◆ Yapılacak Görev: Hakka muhalefet eden yakınlarla münasebetlerin mertebelerini konu alan yazıyı kaldığı yerden sürdürünüz.

=== Verilen Metin ===

Rasulullah (Sallallahu Aleyhi ve Sellem) şöyle buyurdu: “Sözlerin en doğrusu Allah’ın Kitabıdır, yolların en hayırlısı Muhammed’in yoludur. İşlerin en şerlisi muhdes olanlardır. Dine sonradan sokulan her şey bid’attır, her bid’at dalalettir ve her dalalet ateştedir.”

Öne çıkan

Bid’atçiler Tevhid Ehli Olabilir mi?

Bid’atçiler Tevhid Ehli Olabilir mi?

7 Aralık 2025 Pazar

YAKINLARLA MÜNASEBETLERİN MERTEBELERİ

Şüphesiz hakka muhalefet eden yakınların hepsi tek mertebede değildir, dolayısıyla onlara karşı muamele de tek türden değildir. Muhaliflere Muamele Fıkhı (el-İnfirak) adlı kitabımda meseleyi ayrıntılarıyla işlemeye çalışmıştım. Bu konuda çokça sorulduğu için özet olarak bu yazıyı yazdım:

1- Gayri Müslim Olup Din Düşmanı Olmayan Akrabalar

Yahudi, Hristiyan, Ateist, Deist kimseler olup din düşmanlığı etmeyenler.

=== Veri Alıntıları ===

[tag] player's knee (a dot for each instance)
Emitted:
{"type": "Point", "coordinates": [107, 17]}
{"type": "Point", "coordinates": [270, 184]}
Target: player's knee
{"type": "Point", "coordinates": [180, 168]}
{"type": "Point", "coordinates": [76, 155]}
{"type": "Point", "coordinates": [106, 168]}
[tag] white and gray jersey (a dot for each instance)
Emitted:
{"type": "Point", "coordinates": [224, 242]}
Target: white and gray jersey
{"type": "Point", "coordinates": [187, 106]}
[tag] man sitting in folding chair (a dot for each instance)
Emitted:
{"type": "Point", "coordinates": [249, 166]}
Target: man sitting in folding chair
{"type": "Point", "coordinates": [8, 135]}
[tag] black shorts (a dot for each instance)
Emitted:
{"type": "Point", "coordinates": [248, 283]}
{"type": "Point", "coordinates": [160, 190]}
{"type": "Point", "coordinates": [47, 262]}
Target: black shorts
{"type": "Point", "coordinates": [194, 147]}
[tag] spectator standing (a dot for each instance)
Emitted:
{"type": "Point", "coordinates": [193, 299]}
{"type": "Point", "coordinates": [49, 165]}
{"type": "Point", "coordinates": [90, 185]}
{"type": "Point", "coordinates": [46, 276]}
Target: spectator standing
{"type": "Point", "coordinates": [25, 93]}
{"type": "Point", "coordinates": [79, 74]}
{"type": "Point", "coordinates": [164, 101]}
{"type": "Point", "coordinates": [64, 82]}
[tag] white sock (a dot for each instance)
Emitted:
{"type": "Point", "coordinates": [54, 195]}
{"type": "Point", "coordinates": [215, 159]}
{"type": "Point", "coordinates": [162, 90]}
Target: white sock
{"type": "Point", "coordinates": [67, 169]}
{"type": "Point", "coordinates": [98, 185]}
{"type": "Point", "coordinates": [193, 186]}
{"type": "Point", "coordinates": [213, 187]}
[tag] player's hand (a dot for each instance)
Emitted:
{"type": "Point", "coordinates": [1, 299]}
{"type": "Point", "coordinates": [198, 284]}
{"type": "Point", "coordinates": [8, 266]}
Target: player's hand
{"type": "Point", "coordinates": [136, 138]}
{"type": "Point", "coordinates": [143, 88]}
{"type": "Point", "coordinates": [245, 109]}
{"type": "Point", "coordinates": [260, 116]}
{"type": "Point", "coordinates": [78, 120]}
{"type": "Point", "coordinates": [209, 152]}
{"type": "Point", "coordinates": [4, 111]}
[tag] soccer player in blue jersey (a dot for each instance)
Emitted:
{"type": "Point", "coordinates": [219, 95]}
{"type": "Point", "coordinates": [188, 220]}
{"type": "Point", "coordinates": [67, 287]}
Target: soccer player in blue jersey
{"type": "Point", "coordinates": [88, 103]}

===

◆ Yazılı Cevap:
“Ey mü’minler, eğer inkârı imana tercih edi­yorlarsa, babalarınızı ve kardeşlerinizi dostlar edinmeyin. Sizden kim onları dost edinirse işte onlar zalimlerin ta kendileridir. De ki: “Eğer babalarınız, oğullarınız, kardeşleriniz, eşleriniz akrabalarınız, elde ettiğiniz mal­lar, durgunluğundan korktuğunuz ticaret ve hoşlandığınız evler, Allah’tan, pey­gamberinden ve Allah yolunda cihad etmekten sizin için daha fazla sevgili ise Allah’ın emri gelinceye kadar bekleyin. Allah, fasıklar güruhunu hidayete erdirmez” (Tevbe 23-24)”

“Allah, din konusunda sizinle savaşmayanlara, sizi yurtlarınızdan çıkarmayanlara iyilik yapmanızı ve onlara adaletli davranmanızı size yasaklamaz. Çünkü Allah adaletli davrananları sever.” (Mumtehine 8)

Bu türden anne babaya, dine aykırı olmayan konularda itaat edilir, sılayı rahim bağları gözetilir:

“Eğer onlar seni, hakkında bilgin olmayan bir şeyi bana ortak koşman için zorlarlarsa, onlara itaat etme. Onlarla dünyada iyi geçin.” (Lukman 15)

2- Din Düşmanı Akrabalar

Gayri Müslim olup İslam dinine ve dindarlara düşmanlık edenler.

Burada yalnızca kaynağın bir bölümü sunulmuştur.